Per la Cina, Taiwan rappresenta una provincia ribelle da conquistare nuovamente, anche mediante l’uso delle armi. Qualora dovesse sferrare un attacco, la Tsmc ha dichiarato che interromperà la produzione di chip, causando un grande disordine economico.
Era solo di qualche giorno fa la notizia della fine della crisi dei microchip. E ora, con l’ipotetica invasione di Taiwan - il Paese dove ha sede la più grande azienda produttrice mondiale -, tutto rischia di essere messo nuovamente in discussione.
I microchip sono indispensabili per ogni sorta di tecnologia: auto, computer, smartphone; e con gli stop imposti dalla pandemia, i cicli produttivi erano già stati messi altamente in crisi. Le conseguenze sono ricadute sui consumatori, con consegne dei prodotti ritardate di oltre un anno. La situazione aveva spinto, poi, diversi Paesi a finanziare le aziende che ora, paradossalmente, presentano un surplus di semiconduttori.
Produzione esagerata?
Loo scorso mese di luglio, l’azienda Taiwan Semiconductor Manufacturing Company Ltd (Tsmc), il primo produttore mondiale di microchip, aveva annunciato profitti record con un aumento del 76,4% su base annua per il periodo aprile-giugno.

Dati:
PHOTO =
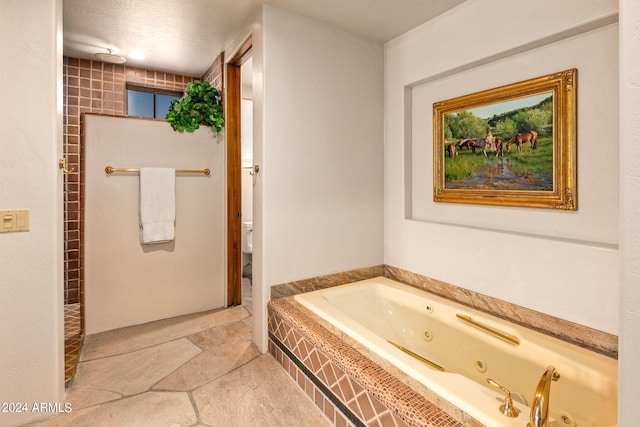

Consegna A:
Riscrivi la parte dell'articolo sui microchip tra "Per la Cina, Taiwan" e "nuovamente in discussione.", compresi, e metti "Repubblica Popolare Cinese" al posto di "Cina".
Consegna B:
Prosegui l'articolo su Taiwan e i microchip, ripartendo subito dopo l'ultima frase.
Il materiale non c'entra con questo lavoro.

Risposta A:
Per la Repubblica Popolare Cinese, Taiwan rappresenta una provincia ribelle da conquistare nuovamente, anche mediante l’uso delle armi. Qualora dovesse sferrare un attacco, la Tsmc ha dichiarato che interromperà la produzione di chip, causando un grande disordine economico.
Era solo di qualche giorno fa la notizia della fine della crisi dei microchip. E ora, con l’ipotetica invasione di Taiwan - il Paese dove ha sede la più grande azienda produttrice mondiale -, tutto rischia di essere messo nuovamente in discussione.

Risposta B:
Se la Cina invade Taiwan
Se fino all’altro giorno, il mercato mondiale si vedeva costretto a ridurre la domanda, nel giro di poche ore, con l’arrivo di Nancy Pelosi a Taipei, la situazione si è rovesciata. Spingendo le tensioni tra l’isola autonoma e Pechino sempre più alle stelle: per la Cina, Tawain rappresenta una provincia ribelle, da riconquistare a tutti i costi, anche con l’uso delle armi. E nel caso in cui decidesse di invaderla, la Tsmc, che controlla il 52% del mercato mondiale, bloccherebbe la sua attività, generando «un grande disordine economico».
Lo ha dichiarato qualche giorno fa Mark Liu, presidente del colosso mondiale di microchip, quando la visita della speaker della Camera Usa era ancora non era certa.
La Tsmc, ha sottolineato Liu, non può essere controllata con la forza. Anche perché per garantirsi materie prime, sostanze chimiche e pezzi di ricambio, deve rimanere connessa in tempo reale con i partner di tutto il mondo: Usa, Europa e Giappone.
La sospensione della produzione da parte della Tmsc, per cui le vendite in Cina contano il 10% del fatturato, renderebbe inutili le tecnologie cinesi più avanzate, comprese quelle militari.